• Text passage:
::::::::
Certification is warranted if there is no controlling precedent and the California Supreme Court's decision could determine the outcome of a matter pending in our court. This appeal not only meets both criteria, but also presents an issue of significant public importance.
Flo & Eddie, Inc. v. Pandora Media, Inc., 851 F.3d 950, 954 (9th Cir. 2017) (citing Cal. R. Ct. 8.548(a)).
Whether preemption applies to the Ordinance is outcome determinative—if it does, the Ordinance must be struck down. And, as I have shown above, the answer is far from certain—there is no directly controlling precedent. Moreover, the question is an important one in a broader sense. Whether the FAL covers advertising of the kind at issue here will dictate not only the outcome of this case, but also whether other cities and counties throughout California can copycat the Ordinance. Or whether the FAL itself governs such commercial speech. This broad public interest makes this question one particularly suitable for certification.
True, certification is unnecessary when the state's law “is rather well-defined.” Sygenta Seeds, Inc. v. Cty. of Kauai, 842 F.3d 669, 681 (9th Cir. 2016). On the other hand, we certify issues “because they require interpretation of the state [law at issue] beyond that found in state or federal cases.” Barnes-Wallace v. City of San Diego, 607 F.3d 1167, 1175 (9th Cir. 2010). I submit that it cannot seriously be contended that the answer to the question here is “well-defined.” On the contrary, whether preemption applies to and ousts the Ordinance requires an interpretation of the FAL “beyond that found in state or federal cases.” We do the California public, as well as the litigants, a disservice by refusing to certify this controlling question to the one body that can provide a definitive answer: the California Supreme Court.
::::::::
• The task:
For each statement, say yes or no depending on whether it agrees with the passage on certifying a question to the California Supreme Court, and quote the exact words of the passage that decide it. 1. Certification is not needed when the state's law is rather well-defined. 2. Directly controlling precedent exists on whether preemption applies to the Ordinance. 3. If preemption applies, the Ordinance can still stand.

• Raw data:
::::::::
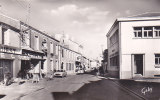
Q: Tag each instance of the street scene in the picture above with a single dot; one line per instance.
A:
(79, 50)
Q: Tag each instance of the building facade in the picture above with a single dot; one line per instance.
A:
(22, 46)
(70, 54)
(133, 49)
(10, 46)
(40, 49)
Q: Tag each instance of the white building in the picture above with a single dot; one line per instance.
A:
(133, 47)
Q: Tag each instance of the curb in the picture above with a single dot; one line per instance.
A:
(125, 88)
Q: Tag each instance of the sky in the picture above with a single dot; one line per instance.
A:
(87, 21)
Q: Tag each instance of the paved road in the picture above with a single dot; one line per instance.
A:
(80, 87)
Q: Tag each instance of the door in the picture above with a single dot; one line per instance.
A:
(5, 64)
(138, 64)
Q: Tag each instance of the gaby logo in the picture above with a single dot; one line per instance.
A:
(146, 90)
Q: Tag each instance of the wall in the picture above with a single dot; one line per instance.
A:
(131, 45)
(113, 70)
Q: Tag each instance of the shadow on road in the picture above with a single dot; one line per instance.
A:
(82, 94)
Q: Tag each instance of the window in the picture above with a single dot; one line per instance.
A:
(137, 32)
(56, 49)
(36, 42)
(114, 38)
(147, 32)
(157, 59)
(62, 53)
(51, 47)
(5, 36)
(157, 31)
(114, 61)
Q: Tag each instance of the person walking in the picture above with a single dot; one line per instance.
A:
(35, 75)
::::::::
• Written reply:
1. Yes: "certification is unnecessary when the state's law “is rather well-defined.”"
2. No: "there is no directly controlling precedent."
3. No: "if it does, the Ordinance must be struck down."